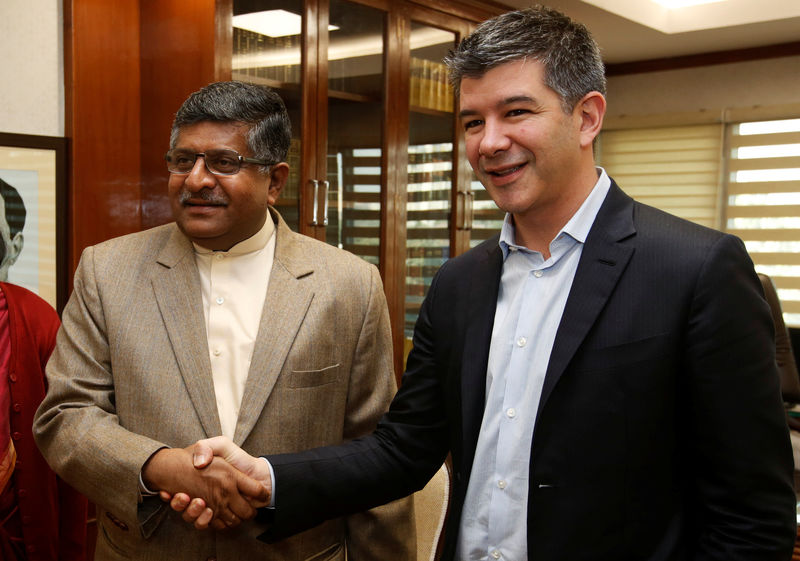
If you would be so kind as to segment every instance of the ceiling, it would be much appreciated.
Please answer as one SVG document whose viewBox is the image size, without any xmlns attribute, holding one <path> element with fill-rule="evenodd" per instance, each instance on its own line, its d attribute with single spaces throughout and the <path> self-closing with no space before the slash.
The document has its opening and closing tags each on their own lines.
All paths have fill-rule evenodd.
<svg viewBox="0 0 800 561">
<path fill-rule="evenodd" d="M 537 3 L 501 1 L 512 8 Z M 800 53 L 800 0 L 724 0 L 675 10 L 667 10 L 654 0 L 541 2 L 586 24 L 600 45 L 606 64 L 784 43 L 797 43 L 793 52 Z M 692 29 L 701 27 L 705 29 Z"/>
</svg>

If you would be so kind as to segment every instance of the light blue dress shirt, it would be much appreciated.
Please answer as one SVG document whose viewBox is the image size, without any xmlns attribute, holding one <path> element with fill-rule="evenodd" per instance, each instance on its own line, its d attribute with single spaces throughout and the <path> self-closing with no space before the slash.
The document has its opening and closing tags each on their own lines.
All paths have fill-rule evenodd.
<svg viewBox="0 0 800 561">
<path fill-rule="evenodd" d="M 549 259 L 515 244 L 510 215 L 503 223 L 503 269 L 489 349 L 486 404 L 461 517 L 459 561 L 528 558 L 533 426 L 583 244 L 611 185 L 602 168 L 598 174 L 589 196 L 550 242 Z"/>
</svg>

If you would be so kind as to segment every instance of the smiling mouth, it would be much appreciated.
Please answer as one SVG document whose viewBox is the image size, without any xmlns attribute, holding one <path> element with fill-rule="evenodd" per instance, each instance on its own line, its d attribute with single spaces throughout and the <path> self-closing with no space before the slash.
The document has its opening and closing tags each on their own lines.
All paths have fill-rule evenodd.
<svg viewBox="0 0 800 561">
<path fill-rule="evenodd" d="M 504 170 L 496 170 L 496 171 L 489 171 L 487 172 L 489 175 L 494 177 L 505 177 L 506 175 L 511 175 L 512 173 L 522 169 L 525 164 L 520 164 L 518 166 L 514 166 L 513 168 L 508 168 Z"/>
</svg>

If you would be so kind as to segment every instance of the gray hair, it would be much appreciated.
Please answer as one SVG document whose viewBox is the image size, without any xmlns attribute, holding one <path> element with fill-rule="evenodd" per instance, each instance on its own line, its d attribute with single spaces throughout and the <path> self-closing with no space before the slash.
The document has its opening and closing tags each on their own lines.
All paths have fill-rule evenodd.
<svg viewBox="0 0 800 561">
<path fill-rule="evenodd" d="M 566 113 L 587 93 L 606 93 L 603 59 L 589 30 L 544 6 L 483 22 L 444 62 L 458 93 L 463 78 L 480 78 L 497 66 L 526 58 L 542 63 L 544 83 L 559 95 Z"/>
<path fill-rule="evenodd" d="M 252 156 L 273 164 L 286 161 L 292 125 L 283 100 L 267 86 L 215 82 L 194 92 L 175 114 L 170 148 L 175 148 L 181 127 L 203 121 L 250 125 L 246 141 Z"/>
</svg>

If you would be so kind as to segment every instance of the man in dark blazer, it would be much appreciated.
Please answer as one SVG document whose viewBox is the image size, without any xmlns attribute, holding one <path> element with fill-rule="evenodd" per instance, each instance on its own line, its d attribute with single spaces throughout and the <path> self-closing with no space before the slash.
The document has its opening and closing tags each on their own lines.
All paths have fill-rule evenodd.
<svg viewBox="0 0 800 561">
<path fill-rule="evenodd" d="M 503 231 L 438 272 L 373 435 L 267 456 L 262 539 L 413 492 L 450 453 L 444 559 L 788 559 L 791 450 L 742 242 L 595 167 L 605 78 L 582 25 L 508 13 L 447 63 Z"/>
</svg>

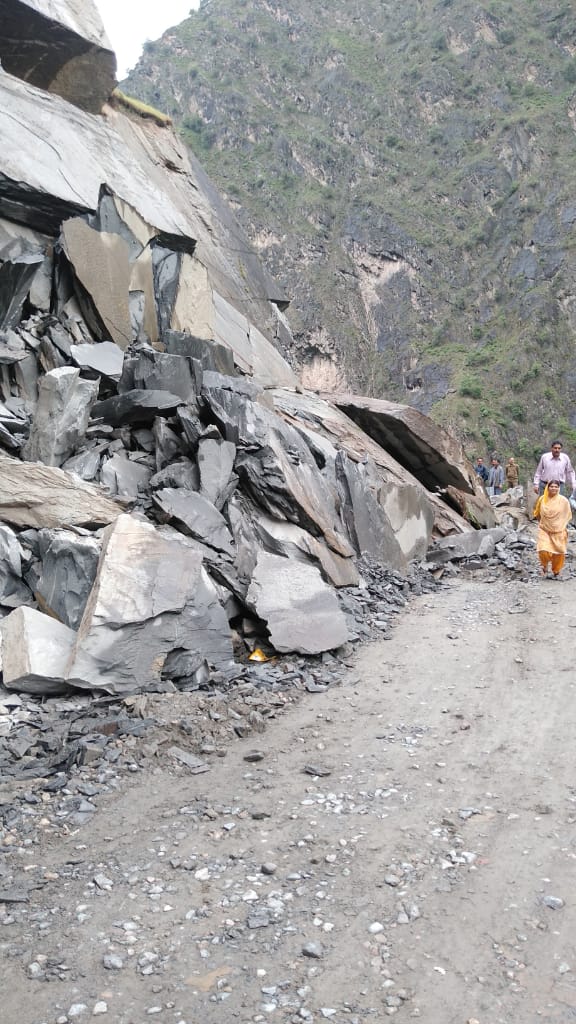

TO DO - The listing above needs to be output again exactly. Don't include the pictures.

RESULT OF THIS EXERCISE -
If you would be so kind as to segment every instance of the ceiling, it would be much appreciated.
Please answer as one SVG document whose viewBox is the image size, without any xmlns attribute, holding one <path> element with fill-rule="evenodd" per instance, each instance on its own line, its d attribute with single spaces throughout and the <path> self-closing with no space before the slash.
The document has its opening and closing tags each on their own lines.
All paths have fill-rule evenodd.
<svg viewBox="0 0 800 561">
<path fill-rule="evenodd" d="M 537 3 L 501 1 L 512 8 Z M 800 53 L 800 0 L 724 0 L 675 10 L 667 10 L 654 0 L 541 2 L 586 24 L 600 45 L 606 64 L 784 43 L 797 43 L 793 52 Z M 692 29 L 701 27 L 705 29 Z"/>
</svg>

If you would be so kind as to segment every instance of the light blue dress shirt, it would be much appreciated.
Please answer as one SVG document whose viewBox is the image size, without any xmlns attribute, holding one <path> element with fill-rule="evenodd" per instance, each instance on its own line, its d attribute with single spaces throughout and the <path> self-closing with no space before the slash.
The document has its opening and closing tags each on their own lines.
All paths have fill-rule evenodd.
<svg viewBox="0 0 800 561">
<path fill-rule="evenodd" d="M 549 259 L 515 244 L 510 215 L 503 223 L 503 269 L 489 349 L 486 404 L 461 517 L 459 561 L 528 558 L 533 426 L 583 244 L 611 185 L 602 168 L 598 174 L 589 196 L 550 242 Z"/>
</svg>

If you would be so kind as to segment every instance of the smiling mouth, it would be much appreciated.
Please answer as one SVG document whose viewBox is the image size, without any xmlns attribute, holding one <path> element with fill-rule="evenodd" per instance, each instance on its own line, its d attribute with single spaces throughout and the <path> self-closing with no space before the slash.
The document has its opening and closing tags each on their own lines.
All paths have fill-rule evenodd.
<svg viewBox="0 0 800 561">
<path fill-rule="evenodd" d="M 504 170 L 496 170 L 496 171 L 489 171 L 487 172 L 489 175 L 494 177 L 505 177 L 506 175 L 511 175 L 512 173 L 522 169 L 525 164 L 520 164 L 518 166 L 514 166 L 513 168 L 508 168 Z"/>
</svg>

If you would be so kind as to segment every instance of the gray hair, it would be much appreciated.
Please answer as one SVG document whose viewBox is the image size, without any xmlns attribute, holding one <path> element with fill-rule="evenodd" per instance, each instance on its own line, its d attribute with single spaces throughout and the <path> self-closing with no space before the slash.
The document has its opening and closing tags each on their own lines.
All paths have fill-rule evenodd.
<svg viewBox="0 0 800 561">
<path fill-rule="evenodd" d="M 566 113 L 587 93 L 606 93 L 603 59 L 589 30 L 544 6 L 483 22 L 444 62 L 458 93 L 463 78 L 480 78 L 497 66 L 526 58 L 542 63 L 544 83 L 559 95 Z"/>
<path fill-rule="evenodd" d="M 252 156 L 273 164 L 286 161 L 292 125 L 283 100 L 267 86 L 215 82 L 194 92 L 175 114 L 170 148 L 175 148 L 181 127 L 203 121 L 250 125 L 246 141 Z"/>
</svg>

If you would be so kind as to segment every instance of the man in dark blazer, it would be much appreciated.
Please answer as one SVG document whose viewBox is the image size, without any xmlns attribute, holding one <path> element with fill-rule="evenodd" per instance, each instance on its own line, its d attribute with single spaces throughout and the <path> self-closing with no space before the slash.
The document has its opening and closing tags each on their own lines.
All paths have fill-rule evenodd.
<svg viewBox="0 0 800 561">
<path fill-rule="evenodd" d="M 503 231 L 438 272 L 373 435 L 267 456 L 262 539 L 413 492 L 450 453 L 444 559 L 788 559 L 791 450 L 742 242 L 595 167 L 605 78 L 582 25 L 508 13 L 447 63 Z"/>
</svg>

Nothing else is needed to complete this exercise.